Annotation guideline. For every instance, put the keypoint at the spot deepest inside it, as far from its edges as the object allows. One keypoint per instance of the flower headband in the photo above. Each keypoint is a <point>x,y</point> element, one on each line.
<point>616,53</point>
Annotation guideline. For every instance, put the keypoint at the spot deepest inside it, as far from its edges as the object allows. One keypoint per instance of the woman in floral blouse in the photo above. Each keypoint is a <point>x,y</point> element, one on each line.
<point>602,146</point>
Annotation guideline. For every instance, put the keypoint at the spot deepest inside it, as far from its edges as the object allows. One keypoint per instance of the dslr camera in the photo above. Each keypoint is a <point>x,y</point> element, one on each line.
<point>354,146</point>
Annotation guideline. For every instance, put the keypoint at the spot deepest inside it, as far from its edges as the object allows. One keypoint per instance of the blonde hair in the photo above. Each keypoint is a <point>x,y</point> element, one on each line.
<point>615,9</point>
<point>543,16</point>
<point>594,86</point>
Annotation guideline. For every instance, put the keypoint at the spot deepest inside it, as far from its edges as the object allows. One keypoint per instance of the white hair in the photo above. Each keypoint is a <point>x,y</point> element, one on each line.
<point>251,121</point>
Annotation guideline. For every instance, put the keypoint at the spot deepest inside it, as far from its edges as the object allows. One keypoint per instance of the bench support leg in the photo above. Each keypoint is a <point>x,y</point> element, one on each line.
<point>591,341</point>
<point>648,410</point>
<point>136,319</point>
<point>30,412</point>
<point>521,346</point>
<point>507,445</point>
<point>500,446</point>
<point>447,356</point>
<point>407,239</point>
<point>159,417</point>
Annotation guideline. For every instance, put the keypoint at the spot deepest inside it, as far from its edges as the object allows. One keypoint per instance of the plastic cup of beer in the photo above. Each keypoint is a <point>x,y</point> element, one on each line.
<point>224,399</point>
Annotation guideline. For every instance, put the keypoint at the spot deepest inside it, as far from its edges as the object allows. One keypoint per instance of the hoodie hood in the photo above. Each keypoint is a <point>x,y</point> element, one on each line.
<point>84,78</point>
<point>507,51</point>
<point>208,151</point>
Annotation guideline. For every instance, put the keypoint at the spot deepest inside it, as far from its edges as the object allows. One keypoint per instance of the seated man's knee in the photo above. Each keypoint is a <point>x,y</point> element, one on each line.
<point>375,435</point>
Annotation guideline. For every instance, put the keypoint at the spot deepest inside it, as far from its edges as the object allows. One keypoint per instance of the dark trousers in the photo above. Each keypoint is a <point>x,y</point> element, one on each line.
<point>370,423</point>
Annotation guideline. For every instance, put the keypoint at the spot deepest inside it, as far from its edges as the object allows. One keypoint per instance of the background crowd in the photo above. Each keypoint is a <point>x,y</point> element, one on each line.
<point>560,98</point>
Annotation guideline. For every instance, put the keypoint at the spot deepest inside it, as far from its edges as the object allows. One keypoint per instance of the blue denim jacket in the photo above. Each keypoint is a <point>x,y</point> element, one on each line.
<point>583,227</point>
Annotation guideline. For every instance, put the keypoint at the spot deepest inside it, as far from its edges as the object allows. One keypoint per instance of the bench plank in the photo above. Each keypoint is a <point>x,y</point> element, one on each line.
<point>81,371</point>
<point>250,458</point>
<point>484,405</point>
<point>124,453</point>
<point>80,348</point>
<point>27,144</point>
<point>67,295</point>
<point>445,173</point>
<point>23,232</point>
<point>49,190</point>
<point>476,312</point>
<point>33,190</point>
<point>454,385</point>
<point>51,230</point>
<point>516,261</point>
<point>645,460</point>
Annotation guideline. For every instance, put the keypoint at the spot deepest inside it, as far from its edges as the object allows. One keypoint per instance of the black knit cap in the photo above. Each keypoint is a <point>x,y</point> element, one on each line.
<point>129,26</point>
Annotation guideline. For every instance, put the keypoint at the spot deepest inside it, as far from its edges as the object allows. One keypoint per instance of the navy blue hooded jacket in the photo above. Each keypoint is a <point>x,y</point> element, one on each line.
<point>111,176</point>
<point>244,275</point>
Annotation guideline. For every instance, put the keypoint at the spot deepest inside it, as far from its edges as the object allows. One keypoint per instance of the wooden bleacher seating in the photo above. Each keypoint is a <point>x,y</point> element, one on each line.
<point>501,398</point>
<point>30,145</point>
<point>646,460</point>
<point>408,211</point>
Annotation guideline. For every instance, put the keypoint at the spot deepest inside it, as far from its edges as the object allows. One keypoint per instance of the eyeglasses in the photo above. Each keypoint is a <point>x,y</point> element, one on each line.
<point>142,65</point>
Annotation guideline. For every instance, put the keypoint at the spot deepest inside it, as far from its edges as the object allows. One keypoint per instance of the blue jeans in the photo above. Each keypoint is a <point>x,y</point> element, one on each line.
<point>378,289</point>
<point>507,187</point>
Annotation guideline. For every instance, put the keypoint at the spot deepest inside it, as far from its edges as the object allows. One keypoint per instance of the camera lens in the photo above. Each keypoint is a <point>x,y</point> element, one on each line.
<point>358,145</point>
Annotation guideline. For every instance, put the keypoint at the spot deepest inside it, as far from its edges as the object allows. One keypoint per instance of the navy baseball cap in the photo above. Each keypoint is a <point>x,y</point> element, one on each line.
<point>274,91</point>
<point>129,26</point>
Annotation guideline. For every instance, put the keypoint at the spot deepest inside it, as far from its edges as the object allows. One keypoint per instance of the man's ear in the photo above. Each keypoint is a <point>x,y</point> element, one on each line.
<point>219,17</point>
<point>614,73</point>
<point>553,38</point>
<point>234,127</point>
++++++++++++++++++++
— WHAT YOU WILL DO —
Your reply must be the entries above, returned word for word.

— EXERCISE ANSWER —
Annotation guideline. For every instance, put the keypoint at the spot deepest inside it, as far from its edges as the object allows. One keypoint per instance of the flower headband in the photo above. Each keypoint is a <point>x,y</point> element, one on each line.
<point>616,53</point>
Annotation guideline. For every instance, put the keypoint at the spot deepest inside it, as far from its edges as the object allows. One keypoint per instance of the woman in floral blouse in the photo above. Each keypoint is a <point>x,y</point> element, one on each line.
<point>602,146</point>
Annotation guideline. For every instance, put the keypoint at the spot deepest inside it, as far from its edges as the object allows. One keypoint per instance of the dslr camera in the photo above. Each keypoint is a <point>x,y</point> element, one on each line.
<point>354,146</point>
Annotation guideline. For every instance, put the keypoint at the spot deepest inside it, as far from its edges as the object allows. One keypoint per instance of the blonde hair in the photo above. Each keypoint is a <point>x,y</point> element, one on each line.
<point>615,9</point>
<point>543,16</point>
<point>594,86</point>
Annotation guideline. For every instance, put the keypoint at the spot deepest inside it, as far from its edges as the object allows. One keypoint per instance of the white hair in the photo above. Each keypoint is a <point>x,y</point> element, one on each line.
<point>251,121</point>
Annotation guideline. For every instance, put the keypoint at the spot deepest inside it, as far from its edges as the object allows. One keypoint per instance of the bench support leg in the photo above. Each keypoint is a <point>x,y</point> element, one on each line.
<point>591,341</point>
<point>648,410</point>
<point>136,319</point>
<point>30,412</point>
<point>521,346</point>
<point>507,445</point>
<point>500,446</point>
<point>447,356</point>
<point>407,239</point>
<point>159,417</point>
Annotation guideline. For every instance, put the keypoint at the spot deepest inside it, as far from its edges as the object allows. One keypoint per instance of the plastic cup of beer in the photo above. Each keypoint is a <point>x,y</point> element, one on each line.
<point>224,399</point>
Annotation guideline. For every instance, put the keypoint at the spot deepest inside it, as far from its edges as the object allows. One keypoint per instance of the hoodie hood in the photo above. Each keypoint is a <point>x,y</point> element, one on each line.
<point>84,78</point>
<point>507,51</point>
<point>208,151</point>
Annotation guideline. For every instance, put the keypoint at the spot deepest inside it, as far from its edges as the object allows. One keypoint per instance of the seated man's knee in the photo above. Each keypoint is a <point>x,y</point> element, one on each line.
<point>375,435</point>
Annotation guideline. For every instance, put the keypoint at the spot deepest inside it, as far from its edges as the object allows. One keypoint per instance of the dark trousers in the photo above. Each keypoint is a <point>x,y</point> element, one on each line.
<point>370,423</point>
Annotation guideline. For every instance, put the keypoint at the spot deepest inside it, as far from its edges as the object allows. One keypoint per instance of the background crowd in the photo above. Each keypoint is a <point>x,y</point> element, one on each line.
<point>560,98</point>
Annotation guideline. For every instance, put the keypoint at the spot deepest inside it, as far from its edges as the object allows. One keypoint per instance of the blue denim jacket in the photo above. Each keypoint is a <point>x,y</point> element, one on each line.
<point>583,227</point>
Annotation guideline. For every instance, put the keypoint at the spot deepest inside it, as far from its edges as the object allows. One keypoint per instance of the bench plank in the photo above. Each keypoint is a <point>x,y</point> element, one on each line.
<point>81,371</point>
<point>250,458</point>
<point>484,405</point>
<point>124,453</point>
<point>80,348</point>
<point>27,144</point>
<point>67,295</point>
<point>445,173</point>
<point>23,232</point>
<point>49,190</point>
<point>476,312</point>
<point>33,190</point>
<point>454,385</point>
<point>51,230</point>
<point>516,261</point>
<point>645,460</point>
Annotation guideline. For every instance, put the keypoint at the spot deepest inside it, as far from its edges as the object allows. One keypoint per instance of the black knit cap in the photo above. Each keypoint is a <point>x,y</point> element, one on each line.
<point>129,26</point>
Annotation guideline. For every instance, put the keypoint at the spot deepest inside it, as far from its edges as the object allows. One keypoint per instance of the navy blue hooded jacket in the photo above. Each keypoint is a <point>x,y</point> element, one on each line.
<point>111,176</point>
<point>244,275</point>
Annotation guideline. For every instance, put the keypoint at the spot deepest inside it, as far from its edges as the object allows. One keypoint per instance of the wooden bleacher seating in the photo above. Each keypoint is a <point>x,y</point> element, one on each line.
<point>501,398</point>
<point>30,145</point>
<point>646,460</point>
<point>408,211</point>
Annotation guideline. For every instance, put the keypoint at the spot deepest inside it, as far from its edges as the object allows. One keypoint per instance of the eyeglasses in the photo above. Each keypoint is a <point>x,y</point> element, one on each line.
<point>142,65</point>
Annotation guideline. For every instance, put the keypoint at the spot deepest inside it, as far from its edges as the object allows. One keypoint per instance of the blue jeans in the photo above. Each keypoint is a <point>x,y</point> element, one on each line.
<point>378,289</point>
<point>507,187</point>
Annotation guideline. For every instance, put the keypoint at the spot deepest inside it, as far from its edges as the object allows. One keypoint per instance of the camera lens in the photo above. Each keypoint is a <point>x,y</point> element, one on each line.
<point>358,145</point>
Annotation guideline. For every instance, put the keypoint at the spot deepest inside it, as far from its edges as the object allows. One keypoint per instance of the navy baseball cap in the photo above. Each keypoint is a <point>x,y</point> element, one on each line.
<point>274,91</point>
<point>129,26</point>
Annotation guideline. For every instance, put the keypoint at the spot deepest inside it, as far from its edges as the object allows. One keypoint per instance of the man's ear in the photo above. Each keypoint is a <point>x,y</point> element, one on each line.
<point>219,17</point>
<point>614,73</point>
<point>553,38</point>
<point>234,127</point>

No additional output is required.